# START OF Provided records

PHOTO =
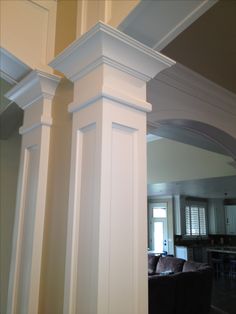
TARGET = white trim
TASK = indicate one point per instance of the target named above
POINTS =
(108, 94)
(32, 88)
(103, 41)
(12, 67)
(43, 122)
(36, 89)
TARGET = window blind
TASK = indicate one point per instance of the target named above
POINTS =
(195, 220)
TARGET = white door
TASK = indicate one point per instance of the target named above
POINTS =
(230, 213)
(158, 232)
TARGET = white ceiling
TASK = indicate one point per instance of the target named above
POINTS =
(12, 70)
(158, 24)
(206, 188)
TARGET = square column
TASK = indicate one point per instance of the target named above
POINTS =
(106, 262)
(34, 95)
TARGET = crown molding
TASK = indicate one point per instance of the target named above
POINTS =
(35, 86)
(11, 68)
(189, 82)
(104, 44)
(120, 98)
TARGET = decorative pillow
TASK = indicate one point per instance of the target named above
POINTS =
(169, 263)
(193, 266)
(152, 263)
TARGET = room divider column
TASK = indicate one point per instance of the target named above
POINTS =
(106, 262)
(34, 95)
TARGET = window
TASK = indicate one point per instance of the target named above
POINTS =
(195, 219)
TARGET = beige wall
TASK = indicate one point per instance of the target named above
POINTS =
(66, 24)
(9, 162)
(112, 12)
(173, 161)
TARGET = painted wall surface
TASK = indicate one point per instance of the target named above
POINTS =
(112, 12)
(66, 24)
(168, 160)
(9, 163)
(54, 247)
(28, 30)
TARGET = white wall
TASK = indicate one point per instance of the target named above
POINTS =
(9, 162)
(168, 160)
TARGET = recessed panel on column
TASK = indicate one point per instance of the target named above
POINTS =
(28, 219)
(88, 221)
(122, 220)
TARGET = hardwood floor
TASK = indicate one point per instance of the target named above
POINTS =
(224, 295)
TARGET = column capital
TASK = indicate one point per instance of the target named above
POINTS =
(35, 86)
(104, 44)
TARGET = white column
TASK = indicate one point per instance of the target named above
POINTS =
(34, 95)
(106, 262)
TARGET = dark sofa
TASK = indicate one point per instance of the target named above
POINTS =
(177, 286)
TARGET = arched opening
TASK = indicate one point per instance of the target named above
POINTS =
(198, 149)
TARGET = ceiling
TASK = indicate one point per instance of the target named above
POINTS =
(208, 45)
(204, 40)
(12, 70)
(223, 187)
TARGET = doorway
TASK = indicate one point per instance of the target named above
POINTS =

# END OF Provided records

▶ [Aim of the exercise]:
Edit the material from the line containing "TARGET = white column" through the end of the material, changing "dark sofa" to "leather sofa" and leaving everything else unchanged. Return only those lines.

▶ [Result of this task]:
TARGET = white column
TASK = indicate one point per instance of the target named above
POINTS =
(34, 95)
(106, 262)
TARGET = leather sofa
TASK = indicate one point per instance of the target named above
POINTS =
(177, 286)
TARGET = arched opening
TASK = indicate one point per instance of the target named above
POINTS =
(198, 149)
TARGET = ceiling
TASK = indicate one point per instance of the target named above
POINTS =
(208, 45)
(204, 40)
(12, 70)
(223, 187)
TARGET = doorway
TASK = indicate one point per instance of the target named above
POINTS =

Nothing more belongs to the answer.